Text provided below:

A powerful web crawler that uses Google's Gemini 2.5 Pro model to intelligently analyze web content, PDFs, and images based on user-defined objectives.

Features

Intelligent URL mapping and ranking based on relevance to search objective
PDF content extraction and analysis
Image content analysis and description
Smart content filtering based on user objectives
Support for multiple content types (markdown, PDFs, images)
Color-coded console output for better readability

Prerequisites

Python 3.8+
Google Cloud API key with Gemini API access
Firecrawl API key

Installation

Clone the repository:

git clone <your-repo-url>
cd <your-repo-directory>

Install the required dependencies:

pip install -r requirements.txt

Create a .env file based on .env.example:

cp .env.example .env

Add your API keys to the .env file:

FIRECRAWL_API_KEY=your_firecrawl_api_key
GEMINI_API_KEY=your_gemini_api_key

Usage

Run the script:

python gemini-2.5-crawler.py

The script will prompt you for:

The website URL to crawl
Your search objective

The crawler will then:

Map the website and find relevant pages
Analyze the content using Gemini 2.5 Pro
Extract and analyze any PDFs or images found
Return structured information related to your objective

Output

The script provides color-coded console output for:

Process steps and progress
Debug information
Success and error messages
Final results in JSON format

Error Handling

The script includes comprehensive error handling for:

API failures
Content extraction issues
Invalid URLs
Timeouts
JSON parsing errors

Note

This script uses the experimental Gemini 2.5 Pro model (gemini-2.5-pro-exp-03-25). Make sure you have appropriate access and quota for using this model.

End of Text provided.
Information supplied below:

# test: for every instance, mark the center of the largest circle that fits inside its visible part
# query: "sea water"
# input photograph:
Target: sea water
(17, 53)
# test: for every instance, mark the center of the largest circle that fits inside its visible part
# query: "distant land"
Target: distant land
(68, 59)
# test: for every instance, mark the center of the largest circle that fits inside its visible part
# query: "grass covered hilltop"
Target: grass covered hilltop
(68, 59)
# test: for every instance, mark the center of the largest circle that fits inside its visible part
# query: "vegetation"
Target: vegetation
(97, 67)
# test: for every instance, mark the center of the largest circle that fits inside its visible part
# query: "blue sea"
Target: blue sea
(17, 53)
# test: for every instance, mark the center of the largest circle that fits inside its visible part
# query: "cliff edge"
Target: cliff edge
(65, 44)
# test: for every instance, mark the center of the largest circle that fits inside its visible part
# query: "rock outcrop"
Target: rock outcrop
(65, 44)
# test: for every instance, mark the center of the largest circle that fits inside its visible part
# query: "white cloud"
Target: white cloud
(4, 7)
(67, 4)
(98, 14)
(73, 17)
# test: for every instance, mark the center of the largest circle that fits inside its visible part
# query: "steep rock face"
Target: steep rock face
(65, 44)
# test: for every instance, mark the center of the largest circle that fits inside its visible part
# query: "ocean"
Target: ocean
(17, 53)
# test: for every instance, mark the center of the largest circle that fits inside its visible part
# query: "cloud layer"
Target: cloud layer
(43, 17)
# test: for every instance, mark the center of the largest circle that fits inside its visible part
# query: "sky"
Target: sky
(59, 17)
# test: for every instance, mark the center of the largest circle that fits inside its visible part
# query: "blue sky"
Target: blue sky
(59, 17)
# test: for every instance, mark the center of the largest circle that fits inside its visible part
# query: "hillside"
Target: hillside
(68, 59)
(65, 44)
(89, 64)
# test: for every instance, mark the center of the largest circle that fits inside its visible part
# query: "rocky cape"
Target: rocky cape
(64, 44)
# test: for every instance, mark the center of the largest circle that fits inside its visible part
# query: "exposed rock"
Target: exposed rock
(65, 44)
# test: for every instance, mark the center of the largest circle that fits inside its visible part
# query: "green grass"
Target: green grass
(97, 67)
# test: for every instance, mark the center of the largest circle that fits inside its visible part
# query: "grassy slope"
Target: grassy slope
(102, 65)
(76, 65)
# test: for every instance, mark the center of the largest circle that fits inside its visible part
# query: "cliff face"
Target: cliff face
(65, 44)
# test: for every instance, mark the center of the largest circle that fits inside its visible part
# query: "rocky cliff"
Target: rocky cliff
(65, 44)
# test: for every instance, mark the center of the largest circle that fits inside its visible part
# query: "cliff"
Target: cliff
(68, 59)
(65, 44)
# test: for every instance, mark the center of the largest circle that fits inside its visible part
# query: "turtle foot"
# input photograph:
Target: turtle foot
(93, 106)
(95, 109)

End of Information supplied.

Reproduce the passage of the Gemini web crawler text above between "API failures" and "using this model.", inclusive, replacing "Invalid URLs" with "Malformed URLs".

API failures
Content extraction issues
Malformed URLs
Timeouts
JSON parsing errors

Note

This script uses the experimental Gemini 2.5 Pro model (gemini-2.5-pro-exp-03-25). Make sure you have appropriate access and quota for using this model.